→ The exercise
Copy the rows from the line with "Please examine the photo and determine if any dark green" to the line with "0 102 300 148", both ends included, and leave out the pictures.

→ Input rows

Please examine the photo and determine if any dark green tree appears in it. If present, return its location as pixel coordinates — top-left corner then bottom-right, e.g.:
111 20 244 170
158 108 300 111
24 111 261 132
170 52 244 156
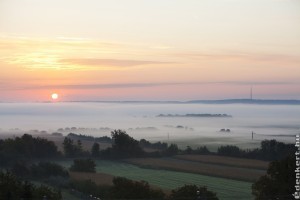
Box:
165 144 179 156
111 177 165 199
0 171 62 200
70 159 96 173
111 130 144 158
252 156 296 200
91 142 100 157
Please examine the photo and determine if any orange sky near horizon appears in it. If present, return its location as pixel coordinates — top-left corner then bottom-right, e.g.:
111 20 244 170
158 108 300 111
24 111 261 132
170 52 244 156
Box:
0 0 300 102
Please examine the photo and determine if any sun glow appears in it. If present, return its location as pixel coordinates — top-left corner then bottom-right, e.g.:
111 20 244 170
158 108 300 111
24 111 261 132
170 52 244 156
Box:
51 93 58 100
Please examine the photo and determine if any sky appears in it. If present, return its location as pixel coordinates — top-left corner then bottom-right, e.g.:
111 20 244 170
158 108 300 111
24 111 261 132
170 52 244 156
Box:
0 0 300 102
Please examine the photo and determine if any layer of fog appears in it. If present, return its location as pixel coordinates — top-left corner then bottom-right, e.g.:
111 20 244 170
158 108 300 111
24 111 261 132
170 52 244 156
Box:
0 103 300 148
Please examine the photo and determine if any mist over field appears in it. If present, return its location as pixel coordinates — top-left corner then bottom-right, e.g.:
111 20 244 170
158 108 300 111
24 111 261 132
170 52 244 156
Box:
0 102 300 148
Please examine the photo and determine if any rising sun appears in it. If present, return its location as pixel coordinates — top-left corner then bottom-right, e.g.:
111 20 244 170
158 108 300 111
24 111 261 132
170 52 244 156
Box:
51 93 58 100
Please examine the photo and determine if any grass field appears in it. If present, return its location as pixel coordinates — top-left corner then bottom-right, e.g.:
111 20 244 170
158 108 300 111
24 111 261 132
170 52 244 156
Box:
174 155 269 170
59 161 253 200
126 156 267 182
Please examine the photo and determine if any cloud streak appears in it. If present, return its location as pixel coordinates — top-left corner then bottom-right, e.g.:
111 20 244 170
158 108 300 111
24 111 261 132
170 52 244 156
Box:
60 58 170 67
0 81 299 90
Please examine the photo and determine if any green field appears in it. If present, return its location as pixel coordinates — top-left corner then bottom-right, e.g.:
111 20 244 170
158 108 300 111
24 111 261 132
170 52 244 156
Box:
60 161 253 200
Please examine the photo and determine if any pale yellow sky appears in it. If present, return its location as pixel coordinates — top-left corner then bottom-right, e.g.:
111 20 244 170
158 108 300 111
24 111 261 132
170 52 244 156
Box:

--

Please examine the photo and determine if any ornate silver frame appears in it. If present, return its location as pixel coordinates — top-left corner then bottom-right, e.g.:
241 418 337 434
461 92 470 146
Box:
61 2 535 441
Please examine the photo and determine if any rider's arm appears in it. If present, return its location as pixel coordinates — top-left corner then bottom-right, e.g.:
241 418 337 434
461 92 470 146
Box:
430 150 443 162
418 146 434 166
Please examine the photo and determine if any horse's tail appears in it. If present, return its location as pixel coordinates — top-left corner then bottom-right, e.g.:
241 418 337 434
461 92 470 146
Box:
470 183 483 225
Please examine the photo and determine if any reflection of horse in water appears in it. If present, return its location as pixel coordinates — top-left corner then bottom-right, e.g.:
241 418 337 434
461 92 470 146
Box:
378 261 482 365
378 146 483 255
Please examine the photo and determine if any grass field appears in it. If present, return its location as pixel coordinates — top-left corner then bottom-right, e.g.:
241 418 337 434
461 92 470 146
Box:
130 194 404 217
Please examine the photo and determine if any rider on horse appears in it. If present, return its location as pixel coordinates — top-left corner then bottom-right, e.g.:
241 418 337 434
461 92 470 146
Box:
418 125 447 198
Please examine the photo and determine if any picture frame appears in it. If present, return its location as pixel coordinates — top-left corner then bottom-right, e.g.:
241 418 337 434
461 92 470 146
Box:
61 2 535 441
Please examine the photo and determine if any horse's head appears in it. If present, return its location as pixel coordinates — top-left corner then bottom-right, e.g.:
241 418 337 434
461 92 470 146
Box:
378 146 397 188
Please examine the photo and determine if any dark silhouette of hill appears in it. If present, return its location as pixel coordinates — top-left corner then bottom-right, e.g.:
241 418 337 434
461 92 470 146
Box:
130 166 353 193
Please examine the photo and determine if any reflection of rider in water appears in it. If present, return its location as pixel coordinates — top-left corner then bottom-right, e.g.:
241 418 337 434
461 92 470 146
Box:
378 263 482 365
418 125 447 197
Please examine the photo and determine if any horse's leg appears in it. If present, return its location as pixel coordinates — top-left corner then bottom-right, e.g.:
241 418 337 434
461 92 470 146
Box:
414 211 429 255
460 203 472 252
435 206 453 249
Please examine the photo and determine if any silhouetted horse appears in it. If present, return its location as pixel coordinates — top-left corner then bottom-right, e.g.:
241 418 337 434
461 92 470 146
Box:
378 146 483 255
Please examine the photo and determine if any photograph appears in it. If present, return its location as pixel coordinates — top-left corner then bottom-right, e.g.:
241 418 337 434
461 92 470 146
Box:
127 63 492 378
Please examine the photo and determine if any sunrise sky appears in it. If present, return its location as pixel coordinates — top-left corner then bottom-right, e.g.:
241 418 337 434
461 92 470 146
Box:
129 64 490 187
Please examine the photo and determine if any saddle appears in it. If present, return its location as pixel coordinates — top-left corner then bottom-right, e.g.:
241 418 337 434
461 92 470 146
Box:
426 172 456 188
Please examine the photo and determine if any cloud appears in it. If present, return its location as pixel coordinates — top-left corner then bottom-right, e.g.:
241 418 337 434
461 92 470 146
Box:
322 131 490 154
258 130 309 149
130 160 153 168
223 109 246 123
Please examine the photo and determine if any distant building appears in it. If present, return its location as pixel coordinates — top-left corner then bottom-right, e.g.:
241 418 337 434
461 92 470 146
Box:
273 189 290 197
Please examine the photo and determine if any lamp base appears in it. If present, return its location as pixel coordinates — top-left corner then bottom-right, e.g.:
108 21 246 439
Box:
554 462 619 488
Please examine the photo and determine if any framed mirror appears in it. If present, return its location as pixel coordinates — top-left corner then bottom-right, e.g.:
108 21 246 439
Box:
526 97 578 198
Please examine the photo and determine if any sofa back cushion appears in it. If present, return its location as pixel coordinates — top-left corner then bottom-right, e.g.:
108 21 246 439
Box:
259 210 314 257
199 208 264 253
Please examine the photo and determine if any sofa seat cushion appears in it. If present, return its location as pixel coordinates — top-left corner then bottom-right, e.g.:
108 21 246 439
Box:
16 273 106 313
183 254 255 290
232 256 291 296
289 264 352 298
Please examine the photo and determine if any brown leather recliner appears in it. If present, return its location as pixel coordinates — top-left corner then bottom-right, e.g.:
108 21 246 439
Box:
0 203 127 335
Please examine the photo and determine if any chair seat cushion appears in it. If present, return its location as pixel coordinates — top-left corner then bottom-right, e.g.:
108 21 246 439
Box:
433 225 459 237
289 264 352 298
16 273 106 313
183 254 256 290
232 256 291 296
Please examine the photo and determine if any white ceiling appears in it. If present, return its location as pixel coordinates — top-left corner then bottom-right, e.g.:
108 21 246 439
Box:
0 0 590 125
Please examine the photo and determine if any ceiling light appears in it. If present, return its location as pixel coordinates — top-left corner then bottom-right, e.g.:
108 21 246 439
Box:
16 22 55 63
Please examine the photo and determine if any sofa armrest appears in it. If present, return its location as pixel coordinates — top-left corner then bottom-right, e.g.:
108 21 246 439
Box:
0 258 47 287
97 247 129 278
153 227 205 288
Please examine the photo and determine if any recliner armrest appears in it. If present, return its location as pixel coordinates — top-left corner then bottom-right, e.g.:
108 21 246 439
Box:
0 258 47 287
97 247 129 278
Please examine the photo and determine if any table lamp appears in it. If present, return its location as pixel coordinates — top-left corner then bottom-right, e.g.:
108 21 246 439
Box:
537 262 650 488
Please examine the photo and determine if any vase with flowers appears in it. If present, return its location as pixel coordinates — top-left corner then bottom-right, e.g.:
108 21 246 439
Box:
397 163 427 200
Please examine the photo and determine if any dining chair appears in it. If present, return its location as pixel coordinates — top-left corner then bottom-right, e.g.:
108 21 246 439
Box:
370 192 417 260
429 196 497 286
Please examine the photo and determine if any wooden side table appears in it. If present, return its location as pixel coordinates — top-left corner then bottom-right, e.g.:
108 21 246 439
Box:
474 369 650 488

→ Answer to this exercise
Please examine the photo and determine if any dark green tree appears in it. If present, return its location as pixel coordinates — top-left corner then bottom-right, e.g.:
111 20 244 170
158 108 300 111
24 111 261 132
170 52 244 156
Box:
165 144 179 156
111 177 165 199
0 171 62 200
70 159 96 173
111 130 144 158
252 156 296 200
91 142 100 157
Please examine the photo and determine if any orange sky near horizon appears in it. If present, return its location as pixel coordinates — top-left corner then bottom-right, e.g.:
111 20 244 170
158 108 300 111
24 111 261 132
170 52 244 156
Box:
0 0 300 102
Please examine the photo and determine if any sun glow appears in it. If present, return its location as pixel coordinates — top-left corner then bottom-right, e.g.:
111 20 244 170
158 108 300 111
24 111 261 132
170 52 244 156
Box:
51 93 58 100
Please examine the photo and determine if any sky appears in it. If present, return its location as pixel coordinates — top-left corner then bottom-right, e.g.:
111 20 244 170
158 108 300 111
24 111 261 132
170 52 244 156
Box:
0 0 300 102
Please examine the photo and determine if any layer of fog appears in it. If present, return its location as pixel coordinates — top-left corner then bottom-right, e.g.:
111 20 244 170
158 108 300 111
24 111 261 132
170 52 244 156
Box:
0 103 300 148
Please examine the photo and determine if any mist over field appears in it. If present, return its location as pixel coordinates — top-left corner then bottom-right, e.g.:
111 20 244 170
158 108 300 111
24 111 261 132
170 52 244 156
Box:
0 102 300 148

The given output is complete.